### EXERCISE A
Copy the listing below word for word, from the line containing "like x=1127, y=812." through the end of the listing.

### DOCUMENT
--- start ---
An anonymous reader writes to tell us that Procera Networks is launching a new weapon on the deep packet inspection (DPI) front. At $800,000 these 80 Gbps tanks aren't going to be sitting in everyone's closet, but it could mean that more traffic shaping is on the way. "The PL10000 can handle up to 5 million subscribers and can track 48 million real-time data flows. That's certainly a potent piece of hardware, but larger ISPs will need more. That's why Procera designed the new machines with full support for synchronizing traffic flows where return traffic might be routed to a different PacketLogic machine. The machine receiving the return traffic can make the machine monitoring the outbound traffic aware that it sees the other half of a TCP/IP conversation, for example, giving the devices more accuracy than those which might only have access to one side."

2 of 185 comments (clear)

  1. Re:Math is fun. by Bovius · · Score: 5, Informative

    This is also assuming every single packet that an ISP manages goes through a single physical location. So unless Comcast routes every packet to their headquarters at the top of Mt. Doom for inspection before delivery, they're going to need a lot more of these.

  2. Re:Just in time! by keneng · · Score: 4, Informative

    It's not that funny. I live in China. We will even have slower traffic now. As it stands forget watching youtube. All I can get is about 30KB/s download/upload on a single connection which is barely enough to listen to internet radio. The good news is that I can have more than one connection open with other countries, but from what I understand no media players or streaming servers have this parallel 30KB/s connection capability to total the necessary 4Mbps/download for watching internet video. That's why China's "Golden Shield" works so well. In order to circumvent it, one must have tools to open multiple connections for the single purpose intended i.e. media player, web serving one large page through multiple data sending connections. Oddly enough if I connect to websites inside China I can get 4Mb/s connections. The world's internet is crippled with equipment like this in my perspective and experience already. I'm grateful I can actually express my opinion about this here. BTW for the last four to five months slashdot has had this quantserve in-your-face job ad when accessing the site. From China, it often slows down the page access and takes sometimes 5 to 10 minutes before I can read the main page. Is this normal?
--- end ---
### DATA SHOWN
--- start ---
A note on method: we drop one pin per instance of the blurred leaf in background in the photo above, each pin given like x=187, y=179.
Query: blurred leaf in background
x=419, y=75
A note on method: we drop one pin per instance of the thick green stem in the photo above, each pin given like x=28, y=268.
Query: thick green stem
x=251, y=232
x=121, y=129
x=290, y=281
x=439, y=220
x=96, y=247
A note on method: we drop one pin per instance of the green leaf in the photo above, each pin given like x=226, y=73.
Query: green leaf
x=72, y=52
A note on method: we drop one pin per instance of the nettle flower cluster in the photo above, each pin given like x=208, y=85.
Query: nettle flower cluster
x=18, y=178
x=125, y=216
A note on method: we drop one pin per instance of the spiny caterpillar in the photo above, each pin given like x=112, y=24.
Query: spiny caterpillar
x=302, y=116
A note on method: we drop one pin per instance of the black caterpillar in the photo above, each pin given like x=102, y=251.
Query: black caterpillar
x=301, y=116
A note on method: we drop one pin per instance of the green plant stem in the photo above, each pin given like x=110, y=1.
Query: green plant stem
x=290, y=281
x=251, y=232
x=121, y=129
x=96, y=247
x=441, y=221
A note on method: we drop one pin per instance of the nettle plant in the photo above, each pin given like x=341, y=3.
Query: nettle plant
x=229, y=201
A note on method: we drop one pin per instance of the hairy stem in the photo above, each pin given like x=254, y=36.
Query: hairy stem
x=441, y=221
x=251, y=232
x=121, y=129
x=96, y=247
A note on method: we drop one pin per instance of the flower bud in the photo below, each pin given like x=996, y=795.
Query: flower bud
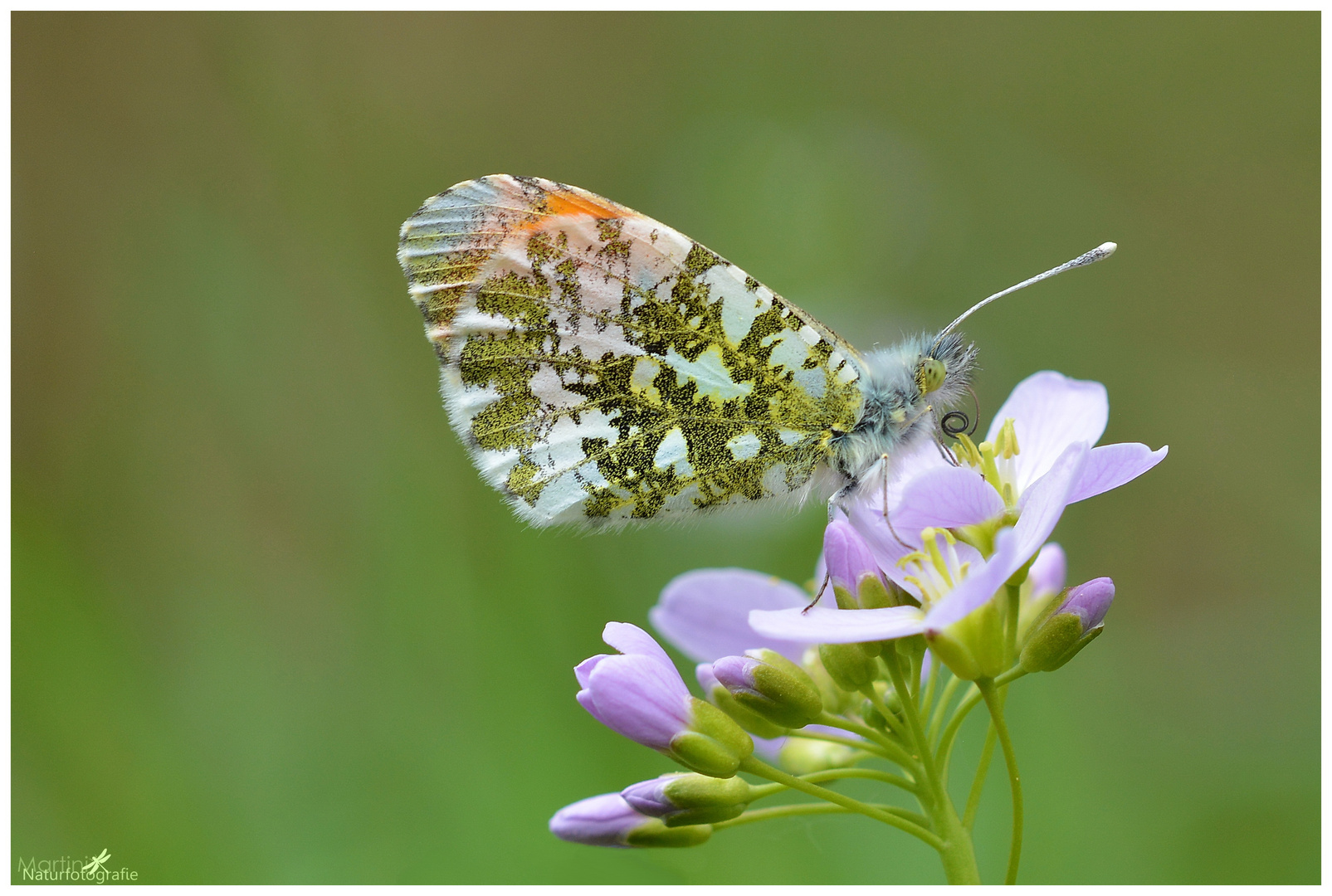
x=772, y=686
x=853, y=572
x=722, y=699
x=834, y=698
x=849, y=666
x=713, y=744
x=971, y=647
x=640, y=694
x=805, y=757
x=689, y=799
x=609, y=821
x=1074, y=625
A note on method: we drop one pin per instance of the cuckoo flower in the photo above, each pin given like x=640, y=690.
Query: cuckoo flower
x=1045, y=416
x=1074, y=625
x=638, y=694
x=950, y=579
x=705, y=612
x=609, y=821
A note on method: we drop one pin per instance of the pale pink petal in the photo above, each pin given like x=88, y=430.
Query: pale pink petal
x=1045, y=502
x=629, y=638
x=944, y=498
x=1051, y=411
x=1047, y=572
x=827, y=626
x=638, y=698
x=705, y=612
x=1111, y=466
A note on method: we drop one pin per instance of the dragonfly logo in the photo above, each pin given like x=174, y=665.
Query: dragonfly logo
x=67, y=869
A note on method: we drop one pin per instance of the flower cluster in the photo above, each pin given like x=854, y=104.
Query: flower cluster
x=931, y=596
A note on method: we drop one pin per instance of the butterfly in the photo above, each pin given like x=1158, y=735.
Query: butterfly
x=603, y=368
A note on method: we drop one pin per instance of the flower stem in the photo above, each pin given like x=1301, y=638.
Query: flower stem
x=955, y=850
x=929, y=689
x=944, y=699
x=762, y=770
x=978, y=785
x=837, y=774
x=887, y=748
x=968, y=704
x=1014, y=592
x=807, y=808
x=995, y=704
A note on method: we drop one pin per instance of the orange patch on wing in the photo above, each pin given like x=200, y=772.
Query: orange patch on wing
x=573, y=204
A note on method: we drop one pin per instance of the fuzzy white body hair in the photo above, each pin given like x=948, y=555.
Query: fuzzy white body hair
x=896, y=413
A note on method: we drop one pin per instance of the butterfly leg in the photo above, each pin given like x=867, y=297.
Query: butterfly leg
x=889, y=522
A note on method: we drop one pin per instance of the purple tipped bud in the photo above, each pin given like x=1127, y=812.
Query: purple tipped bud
x=772, y=686
x=1074, y=625
x=847, y=557
x=1090, y=601
x=722, y=699
x=607, y=821
x=640, y=694
x=689, y=799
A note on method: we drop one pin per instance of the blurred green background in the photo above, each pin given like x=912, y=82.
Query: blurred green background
x=270, y=626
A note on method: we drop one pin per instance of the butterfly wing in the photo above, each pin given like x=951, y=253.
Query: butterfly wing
x=601, y=367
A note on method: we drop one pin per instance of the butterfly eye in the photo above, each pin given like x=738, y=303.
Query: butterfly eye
x=930, y=376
--- end ---
### EXERCISE B
Can you reproduce the deep packet inspection article above from "2 of 185 comments" through "more of these." with "Comcast" swapped for "Verizon"?

### FINAL RESULT A
A note on method: we drop one pin per instance of the purple tipped bud in the photo above, each pin given like x=1127, y=812.
Query: purple tipped bud
x=772, y=686
x=1074, y=625
x=847, y=557
x=1090, y=601
x=722, y=699
x=607, y=821
x=640, y=694
x=689, y=799
A note on method: we drop one pin per instance of the blurred green background in the photo above, each pin given like x=912, y=82.
Query: blurred green background
x=270, y=626
A note on method: we drop one pin per instance of the butterfly wing in the photo above, each pin given like x=951, y=253.
Query: butterfly wing
x=601, y=367
A note on method: we drop one pin per instance of the butterfly eye in the photo above, each pin given like x=738, y=303.
Query: butterfly eye
x=930, y=376

### FINAL RESULT B
2 of 185 comments (clear)

  1. Re:Math is fun. by Bovius · · Score: 5, Informative

    This is also assuming every single packet that an ISP manages goes through a single physical location. So unless Verizon routes every packet to their headquarters at the top of Mt. Doom for inspection before delivery, they're going to need a lot more of these.